- [AUFGABEN]:
1. Stimmen diese Aussagen mit dem Auszug über Japans Wirtschaft überein? Beantworte jede mit Ja oder Nein und zitiere die entscheidenden Worte aus dem Auszug. (a) Suga ist seit September 2020 im Amt. (b) Laut Schätzung der japanischen Notenbank ist Japans Wirtschaft 2020 um vier Prozent geschrumpft. (c) Zur Freihandelszone RCEP gehören 15 Staaten.
2. Schreib den Auszug über Japans Wirtschaft weiter und knüpf dabei direkt an seinen letzten Satz an.

- [TEXTAUSZUG]:
Ein neuer Ministerpräsident, Hoffnung auf ein Ende von Corona und die Olympischen Spiele vor der Tür: In Japan herrscht Aufbruchstimmung. Typisch für die Japaner: Alles läuft ohne viel Aufregung. Und deshalb macht auch Yoshihide Suga da weiter, wo sein Vorgänger Shinzo Abe aufgehört hat. Abe war nicht nur der am längsten amtierende Premierminister Japans, er hatte dem Land auch eine spezielle Wirtschafts- und Finanzpolitik verordnet, Abenomics genannt. Sie brachte weniger Bürokratie und kreditfinanzierte Konjunkturprogramme.

Suga, seit September 2020 im Amt, wird diese Politik fortsetzen, erwarten Beobachter wie Takashi Maruyama, Leiter des Teams für japanische Aktien beim US-Investmenthaus Fidelity. "Suganomics werden Abenomics ablösen", sagt er. Der neue Premier werde dabei vor allem auf Strukturreformen setzen und die teils immer noch überbordende Bürokratie weiter abbauen. Letzteres habe bei Abe eine untergeordnete Rolle gespielt. Der aus einfachen Verhältnissen stammende Suga wolle so auch den abgehängten ländlichen Regionen und deren überalterter Bevölkerung Perspektiven geben. So sollen mehr und mehr Dienstleistungen digitalisiert werden.

Zunächst aber muss er mit den Folgen der Corona-Krise klarkommen. Japans Wirtschaft war 2020 nach Schätzung der japanischen Notenbank um 5,6 Prozent geschrumpft. Doch im laufenden Jahr sieht es deutlich besser aus. 2021 erwarten die Währungshüter wieder ein Plus von bis zu vier Prozent. Der Optimismus hat verschiedene Gründe. Einer sind sinkende Corona-Zahlen. Noch entscheidender ist aber die Hoffnung der Industrie, mehr Waren ins Ausland verkaufen zu können.

China als neuer Markt. Japans Wirtschaft profitiert seit Jahrzehnten von seiner exportstarken Industrie. Künftig werden neben den westlichen Staaten immer mehr Nachbarn aus der Region zu Abnehmern. Allen voran der historische Erzrivale China. Das neue Handelsabkommen RCEP, das seit 2020 in Kraft ist, könnte die zweit- und drittgrößte Volkswirtschaft der Welt etwas näher zusammenbringen. Der Freihandelszone gehören 15 Staaten an, die 30 Prozent der Weltbevölkerung stellen und einen ähnlich hohen Anteil an der globalen Wirtschaftsleistung. Neben dem Wirtschaftsblock ASEAN zählen Neuseeland und Australien dazu. Damit ist RCEP die größte Wirtschaftszone der Welt.

- [Einträge aus einem Datensatz]:
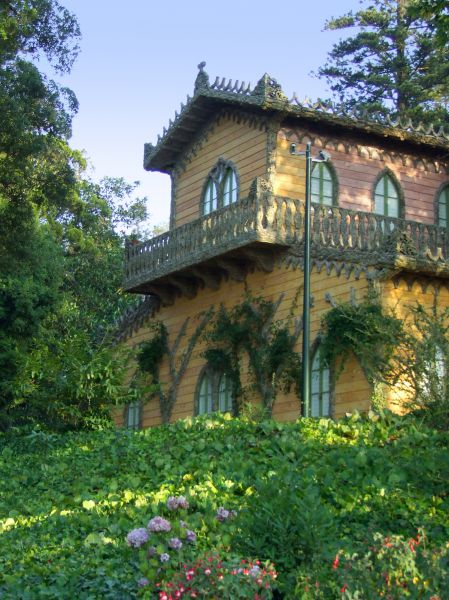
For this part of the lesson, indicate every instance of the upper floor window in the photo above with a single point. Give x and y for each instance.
(387, 200)
(443, 207)
(221, 187)
(133, 414)
(320, 384)
(214, 393)
(323, 185)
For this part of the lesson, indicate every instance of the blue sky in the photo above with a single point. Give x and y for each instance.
(139, 59)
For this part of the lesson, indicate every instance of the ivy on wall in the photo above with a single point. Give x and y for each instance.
(250, 329)
(364, 330)
(153, 352)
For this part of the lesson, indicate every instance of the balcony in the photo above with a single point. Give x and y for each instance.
(253, 232)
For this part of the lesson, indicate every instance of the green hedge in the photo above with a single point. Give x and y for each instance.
(68, 501)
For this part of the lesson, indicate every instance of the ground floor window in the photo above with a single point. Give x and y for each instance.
(214, 393)
(133, 415)
(320, 393)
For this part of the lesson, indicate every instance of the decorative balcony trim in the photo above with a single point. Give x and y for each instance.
(264, 221)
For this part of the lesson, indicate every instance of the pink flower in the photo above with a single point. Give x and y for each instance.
(175, 502)
(137, 537)
(159, 524)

- [ANTWORTEN]:
1.
(a) Ja: „Suga, seit September 2020 im Amt“
(b) Nein: „Japans Wirtschaft war 2020 nach Schätzung der japanischen Notenbank um 5,6 Prozent geschrumpft“
(c) Ja: „Der Freihandelszone gehören 15 Staaten an“

2.
Japan und China wollen sich bewusst unabhängiger von den USA und Europa machen und sind dafür bereit, sich gegenseitig mehr zu öffnen. Für japanische Firmen heißt das: Die Exporte nach China könnten kräftig zulegen, zumal China sich beim Wirtschaftswachstum dem Vor-Corona-Niveau nähert und Waren aus dem Ausland braucht. So schätzt Fidelity, dass Japans Exporteure weltweit im laufenden Jahr von allen die höchsten Margen generieren werden.

Das ist auch gut für japanische Aktien, die schon in den ersten Monaten dieses Jahres stark gestiegen sind. Speziell die Sektoren Internet und Gesundheit sind gefragt. Auch die traditionsreichen japanischen Mischkonzerne dürften profitieren, die eine Vielzahl von Produkten im Angebot haben.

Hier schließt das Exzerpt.